Goal of the exercise:
As a numbered list with blank lines dropped, write out everything in the records below from the line containing "the snow-covered road." down to the line containing "[412,218,580,404]", including both of those lines.
* Start Input records *
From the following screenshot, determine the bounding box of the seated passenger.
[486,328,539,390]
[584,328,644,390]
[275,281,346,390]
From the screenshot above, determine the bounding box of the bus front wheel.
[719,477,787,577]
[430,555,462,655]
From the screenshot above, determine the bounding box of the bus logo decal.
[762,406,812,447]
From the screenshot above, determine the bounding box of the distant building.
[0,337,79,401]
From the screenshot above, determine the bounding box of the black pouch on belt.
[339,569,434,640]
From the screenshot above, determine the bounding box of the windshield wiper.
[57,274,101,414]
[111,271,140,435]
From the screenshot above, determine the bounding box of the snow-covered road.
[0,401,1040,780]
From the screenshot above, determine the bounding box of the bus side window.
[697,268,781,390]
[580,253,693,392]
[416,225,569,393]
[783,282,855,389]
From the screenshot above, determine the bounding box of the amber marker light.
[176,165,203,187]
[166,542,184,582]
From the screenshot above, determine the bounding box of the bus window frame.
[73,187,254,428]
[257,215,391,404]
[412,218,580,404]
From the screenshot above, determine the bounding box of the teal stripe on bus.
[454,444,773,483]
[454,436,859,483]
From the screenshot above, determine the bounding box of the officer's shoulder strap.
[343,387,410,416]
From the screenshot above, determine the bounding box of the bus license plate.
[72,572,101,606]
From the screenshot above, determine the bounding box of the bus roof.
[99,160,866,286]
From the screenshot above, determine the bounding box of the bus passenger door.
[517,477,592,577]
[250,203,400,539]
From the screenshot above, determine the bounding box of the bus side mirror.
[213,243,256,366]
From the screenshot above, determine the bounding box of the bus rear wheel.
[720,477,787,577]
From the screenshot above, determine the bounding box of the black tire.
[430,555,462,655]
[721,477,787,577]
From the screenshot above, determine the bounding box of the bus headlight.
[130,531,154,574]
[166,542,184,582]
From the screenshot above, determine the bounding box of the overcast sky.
* End Input records *
Task output:
1. From the screenshot above, determine the bounding box of the snow-covered road.
2. [0,401,1040,780]
3. From the screenshot above, determine the bounding box of the bus side window.
4. [697,268,781,390]
5. [580,253,693,392]
6. [416,225,569,393]
7. [783,282,855,389]
8. From the screenshot above, determine the bounding box of the amber marker light.
9. [176,165,203,187]
10. [166,542,184,582]
11. From the screenshot above, determine the bounding box of the bus window frame.
12. [73,187,254,428]
13. [257,215,391,404]
14. [412,218,580,404]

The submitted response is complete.